> _TASK OBJECTIVE_
Scan the data below for lines holding the word "shirt", and copy each line found.
★ ★ ★
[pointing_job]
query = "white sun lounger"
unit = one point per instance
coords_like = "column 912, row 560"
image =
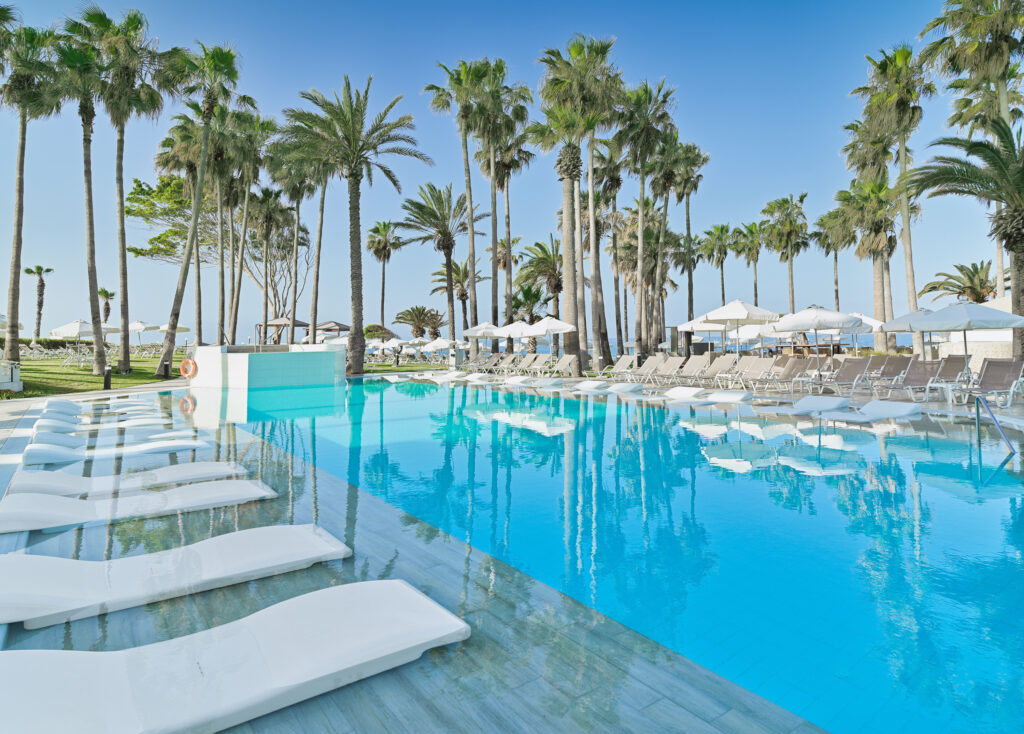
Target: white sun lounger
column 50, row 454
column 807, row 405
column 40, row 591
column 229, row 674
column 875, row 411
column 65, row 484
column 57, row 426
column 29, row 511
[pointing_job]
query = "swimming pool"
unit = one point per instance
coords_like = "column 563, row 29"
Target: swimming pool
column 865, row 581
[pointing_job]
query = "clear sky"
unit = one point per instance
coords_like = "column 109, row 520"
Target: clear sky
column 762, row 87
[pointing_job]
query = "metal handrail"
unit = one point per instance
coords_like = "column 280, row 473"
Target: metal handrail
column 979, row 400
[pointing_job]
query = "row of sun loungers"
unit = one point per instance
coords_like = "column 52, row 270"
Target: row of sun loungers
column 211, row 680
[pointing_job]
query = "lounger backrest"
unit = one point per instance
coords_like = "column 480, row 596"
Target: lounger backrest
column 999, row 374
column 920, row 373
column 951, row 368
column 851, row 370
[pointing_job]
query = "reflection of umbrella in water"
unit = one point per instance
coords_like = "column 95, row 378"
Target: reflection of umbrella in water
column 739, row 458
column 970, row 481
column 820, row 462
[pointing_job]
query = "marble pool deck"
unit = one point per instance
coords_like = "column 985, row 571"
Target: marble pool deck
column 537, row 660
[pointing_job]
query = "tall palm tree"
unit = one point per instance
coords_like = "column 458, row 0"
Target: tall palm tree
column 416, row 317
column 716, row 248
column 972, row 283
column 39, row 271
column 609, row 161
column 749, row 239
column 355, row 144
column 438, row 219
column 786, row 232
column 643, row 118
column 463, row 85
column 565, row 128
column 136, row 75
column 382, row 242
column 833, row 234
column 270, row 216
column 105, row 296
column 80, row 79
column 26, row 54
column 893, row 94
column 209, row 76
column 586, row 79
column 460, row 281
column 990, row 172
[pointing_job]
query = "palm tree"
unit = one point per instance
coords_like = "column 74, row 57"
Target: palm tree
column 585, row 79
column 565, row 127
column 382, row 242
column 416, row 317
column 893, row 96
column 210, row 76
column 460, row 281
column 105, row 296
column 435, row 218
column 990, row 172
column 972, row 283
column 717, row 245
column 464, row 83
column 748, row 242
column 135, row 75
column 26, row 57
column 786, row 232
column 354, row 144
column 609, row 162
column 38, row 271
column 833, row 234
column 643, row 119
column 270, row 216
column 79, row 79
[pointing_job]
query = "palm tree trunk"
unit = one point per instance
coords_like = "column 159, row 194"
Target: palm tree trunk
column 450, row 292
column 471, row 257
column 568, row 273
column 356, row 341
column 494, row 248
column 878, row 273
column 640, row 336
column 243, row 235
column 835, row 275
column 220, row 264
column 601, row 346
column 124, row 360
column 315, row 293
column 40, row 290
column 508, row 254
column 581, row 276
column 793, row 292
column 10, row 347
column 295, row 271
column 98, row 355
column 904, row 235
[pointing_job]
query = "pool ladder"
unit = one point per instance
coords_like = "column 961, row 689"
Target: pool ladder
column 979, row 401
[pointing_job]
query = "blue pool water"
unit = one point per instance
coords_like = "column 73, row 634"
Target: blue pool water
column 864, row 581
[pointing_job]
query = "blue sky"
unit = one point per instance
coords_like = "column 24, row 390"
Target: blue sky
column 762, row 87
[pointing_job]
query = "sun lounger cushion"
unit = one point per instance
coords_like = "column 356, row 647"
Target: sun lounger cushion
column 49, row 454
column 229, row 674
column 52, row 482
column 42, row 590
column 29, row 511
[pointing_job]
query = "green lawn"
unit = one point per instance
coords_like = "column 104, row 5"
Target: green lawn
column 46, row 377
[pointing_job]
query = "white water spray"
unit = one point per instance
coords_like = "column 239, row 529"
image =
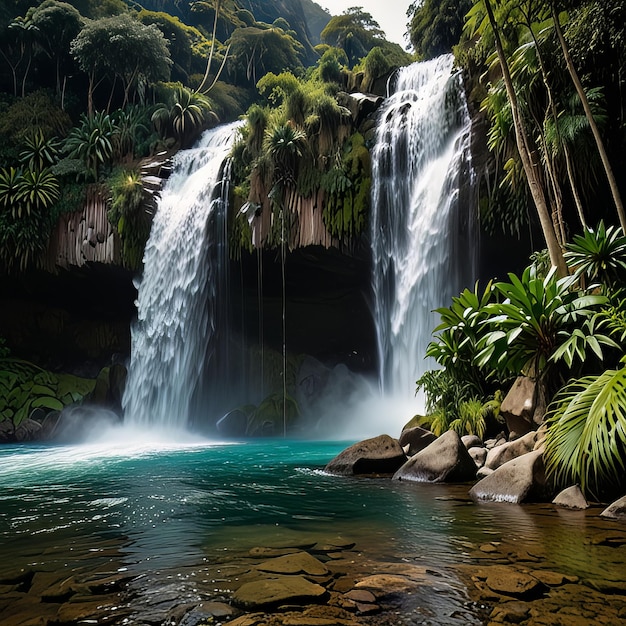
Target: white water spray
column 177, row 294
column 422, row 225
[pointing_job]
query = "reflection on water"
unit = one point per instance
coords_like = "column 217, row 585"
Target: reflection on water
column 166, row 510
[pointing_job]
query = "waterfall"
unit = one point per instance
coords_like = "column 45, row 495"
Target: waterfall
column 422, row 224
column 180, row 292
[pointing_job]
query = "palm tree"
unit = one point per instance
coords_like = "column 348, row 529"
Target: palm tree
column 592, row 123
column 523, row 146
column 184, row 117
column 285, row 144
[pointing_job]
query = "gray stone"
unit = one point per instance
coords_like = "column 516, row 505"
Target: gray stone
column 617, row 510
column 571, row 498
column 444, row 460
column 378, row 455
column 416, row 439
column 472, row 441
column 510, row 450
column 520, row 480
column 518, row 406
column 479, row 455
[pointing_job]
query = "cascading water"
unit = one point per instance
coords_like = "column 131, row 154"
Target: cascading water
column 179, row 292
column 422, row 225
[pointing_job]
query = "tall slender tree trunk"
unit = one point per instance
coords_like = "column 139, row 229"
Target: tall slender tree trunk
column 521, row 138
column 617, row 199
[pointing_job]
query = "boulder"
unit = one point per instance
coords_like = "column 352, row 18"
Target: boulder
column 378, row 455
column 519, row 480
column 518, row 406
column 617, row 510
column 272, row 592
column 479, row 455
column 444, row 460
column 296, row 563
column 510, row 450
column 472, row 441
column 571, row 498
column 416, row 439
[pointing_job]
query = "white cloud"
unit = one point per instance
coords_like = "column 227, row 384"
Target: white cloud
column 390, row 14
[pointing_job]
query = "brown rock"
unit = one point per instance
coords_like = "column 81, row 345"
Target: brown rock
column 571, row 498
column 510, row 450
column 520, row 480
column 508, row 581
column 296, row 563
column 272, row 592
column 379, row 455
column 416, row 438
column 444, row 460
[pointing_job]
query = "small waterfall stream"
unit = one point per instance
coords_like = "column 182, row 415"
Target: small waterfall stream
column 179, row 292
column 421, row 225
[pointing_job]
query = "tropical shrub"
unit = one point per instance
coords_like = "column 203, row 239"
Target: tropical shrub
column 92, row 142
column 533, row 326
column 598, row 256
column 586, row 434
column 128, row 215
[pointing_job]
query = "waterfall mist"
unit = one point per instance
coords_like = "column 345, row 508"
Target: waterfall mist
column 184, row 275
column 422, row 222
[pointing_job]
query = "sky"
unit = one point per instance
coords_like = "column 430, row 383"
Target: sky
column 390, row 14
★ ★ ★
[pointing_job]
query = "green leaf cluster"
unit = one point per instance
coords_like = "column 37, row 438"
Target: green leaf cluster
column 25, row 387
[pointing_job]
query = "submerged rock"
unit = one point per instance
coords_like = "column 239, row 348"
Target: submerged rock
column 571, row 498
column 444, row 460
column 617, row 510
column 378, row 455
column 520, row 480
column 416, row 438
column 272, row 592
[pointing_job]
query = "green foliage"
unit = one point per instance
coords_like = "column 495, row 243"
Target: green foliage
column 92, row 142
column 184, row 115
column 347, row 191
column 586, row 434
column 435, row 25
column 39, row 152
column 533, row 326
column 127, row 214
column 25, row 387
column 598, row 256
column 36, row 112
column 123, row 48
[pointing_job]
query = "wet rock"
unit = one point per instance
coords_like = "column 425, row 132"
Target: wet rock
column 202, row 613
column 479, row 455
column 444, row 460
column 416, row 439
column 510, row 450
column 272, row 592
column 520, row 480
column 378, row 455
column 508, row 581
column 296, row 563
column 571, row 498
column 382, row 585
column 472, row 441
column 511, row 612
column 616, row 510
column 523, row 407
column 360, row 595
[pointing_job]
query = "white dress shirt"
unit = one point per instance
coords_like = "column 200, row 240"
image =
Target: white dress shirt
★ ★ ★
> _RESPONSE BOX_
query = "white dress shirt"
Target: white dress shirt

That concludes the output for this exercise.